_O que se pede_
A. Substitua "legitimidade" por "capacidade" e reproduza o trecho do texto sobre a legitimidade das associações, desde "Deve essa associação" até "caso a caso.".
B. Por favor, transcreva sem qualquer alteração as entradas desde a linha que contém "det: silver car" até ao final das entradas, incluindo ambas as extremidades.

_Texto fornecido_
O Tribunal de Justiça já interpretou o artigo 8.o, n.o 1, conjugado com o artigo 9.o, n.o 2, no sentido de concluir que a Diretiva 2000/79 não se opõe de modo algum a que um Estado‑Membro preveja, na sua legislação nacional, o direito de as associações que têm um interesse legítimo em fazer assegurar o respeito desta diretiva instaurarem procedimentos judiciais ou administrativos sem que atuem em nome de um determinado queixoso ou sem que exista um queixoso identificável ( 42 ). Assim, o Tribunal de Justiça considerou, no Acórdão Asociaţia Accept, que uma organização não governamental cujo objetivo é promover e proteger os direitos de lésbicas, gay, bissexuais e transexuais, pode intentar uma ação com vista, nomeadamente, à aplicação de uma sanção pecuniária a um clube de futebol e a um dos seus acionistas pelo facto de não ter sido contratado um futebolista profissional presumivelmente homossexual.

84.

Esta abordagem está em conformidade com a linha jurisprudencial geral do Tribunal de Justiça. Com efeito, a mesma solução foi adotada no Acórdão Feryn. Um organismo belga designado, em aplicação do artigo 13.o da Diretiva 2000/43, para promover a igualdade de tratamento solicitou aos órgãos jurisdicionais belgas competentes em matéria laboral a declaração de que a Feryn aplicava uma política de contratação discriminatória. O Tribunal de Justiça considerou, por um lado, que a existência de uma discriminação direta não pressupõe que seja identificável um queixoso que alegue ter sido vítima dessa discriminação e, por outro, que o facto de a Diretiva 2000/43 conter uma disposição sobre «requisitos mínimos» (semelhante ao artigo 8.o, n.o 1, da Diretiva 2000/78), não se opõe, de modo algum, a que os Estados‑Membros reconheçam o direito das associações que tenham um interesse legítimo em assegurar que a diretiva seja respeitada e de intentar uma ação sem que atuem em nome de um determinado queixoso ou sem que exista uma vítima identificável ( 43 ).

85.

Decorre dos artigos 9.o, n.o 2, e 8.o, n.o 1, da Diretiva 2000/78, na interpretação dada pela jurisprudência do Tribunal de Justiça, que os Estados‑Membros não estão impedidos de conceder possibilidades adicionais de proteção judicial. Considero — embora a apreciação desta questão seja da exclusiva competência do órgão jurisdicional nacional — que o artigo 5.o, n.o 2, do Decreto Legislativo n.o 216/2003 vai ao encontro deste entendimento quando reconhece expressamente a «legitimidade em casos de discriminação coletiva quando as pessoas lesadas pela discriminação não forem identificáveis de um modo direto e imediato» relativamente às associações definidas no seu n.o 1.

Deve essa associação preencher critérios específicos de modo a adquirir legitimidade processual e, em caso afirmativo, quais são esses critérios?

86.

O despacho de reenvio explica que a legitimidade das associações em casos de discriminação abrangidos pela Diretiva 2000/78 rege‑se, na legislação italiana, pelo artigo 5.o, n.o 1, do Decreto Legislativo n.o 216/2003, que confere legitimidade às «organizações sindicais, associações e organizações representativas do direito ou do interesse lesado». O órgão jurisdicional de reenvio refere que o legislador nacional não estabeleceu critérios adicionais a este respeito, contrariamente à posição adotada em relação às associações que desenvolvem atividades noutras áreas. Assim, o interesse legítimo da associação em atuar deve ser verificado caso a caso.

_Dados de origem_
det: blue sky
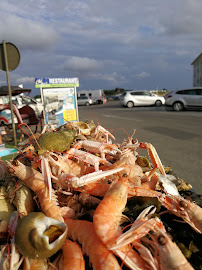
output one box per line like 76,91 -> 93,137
0,0 -> 202,95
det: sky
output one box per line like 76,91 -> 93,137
0,0 -> 202,96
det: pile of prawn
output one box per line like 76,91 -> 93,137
0,121 -> 202,270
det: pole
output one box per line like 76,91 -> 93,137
3,40 -> 17,146
74,86 -> 79,122
40,87 -> 47,126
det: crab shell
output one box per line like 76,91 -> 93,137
15,212 -> 68,259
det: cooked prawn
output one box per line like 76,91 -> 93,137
62,239 -> 85,270
65,219 -> 121,270
93,177 -> 147,269
7,160 -> 73,221
23,257 -> 48,270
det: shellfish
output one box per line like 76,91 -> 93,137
36,129 -> 76,155
15,212 -> 68,259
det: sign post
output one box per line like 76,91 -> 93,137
0,40 -> 20,146
35,78 -> 79,125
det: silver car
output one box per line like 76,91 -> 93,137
120,90 -> 165,108
165,87 -> 202,112
77,96 -> 95,106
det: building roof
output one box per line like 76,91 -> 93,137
0,86 -> 31,96
191,53 -> 202,65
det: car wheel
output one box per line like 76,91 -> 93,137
126,101 -> 134,108
173,101 -> 184,112
155,100 -> 162,107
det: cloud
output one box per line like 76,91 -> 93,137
64,56 -> 103,73
16,76 -> 35,84
0,15 -> 59,51
0,0 -> 202,93
136,71 -> 150,79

_Respostas aos exercícios_
A.
Deve essa associação preencher critérios específicos de modo a adquirir capacidade processual e, em caso afirmativo, quais são esses critérios?

86.

O despacho de reenvio explica que a capacidade das associações em casos de discriminação abrangidos pela Diretiva 2000/78 rege‑se, na legislação italiana, pelo artigo 5.o, n.o 1, do Decreto Legislativo n.o 216/2003, que confere capacidade às «organizações sindicais, associações e organizações representativas do direito ou do interesse lesado». O órgão jurisdicional de reenvio refere que o legislador nacional não estabeleceu critérios adicionais a este respeito, contrariamente à posição adotada em relação às associações que desenvolvem atividades noutras áreas. Assim, o interesse legítimo da associação em atuar deve ser verificado caso a caso.

B.
det: silver car
output one box per line like 76,91 -> 93,137
120,90 -> 165,108
165,87 -> 202,112
77,96 -> 95,106
det: building roof
output one box per line like 76,91 -> 93,137
0,86 -> 31,96
191,53 -> 202,65
det: car wheel
output one box per line like 76,91 -> 93,137
126,101 -> 134,108
173,101 -> 184,112
155,100 -> 162,107
det: cloud
output one box per line like 76,91 -> 93,137
64,56 -> 103,73
16,76 -> 35,84
0,15 -> 59,51
0,0 -> 202,93
136,71 -> 150,79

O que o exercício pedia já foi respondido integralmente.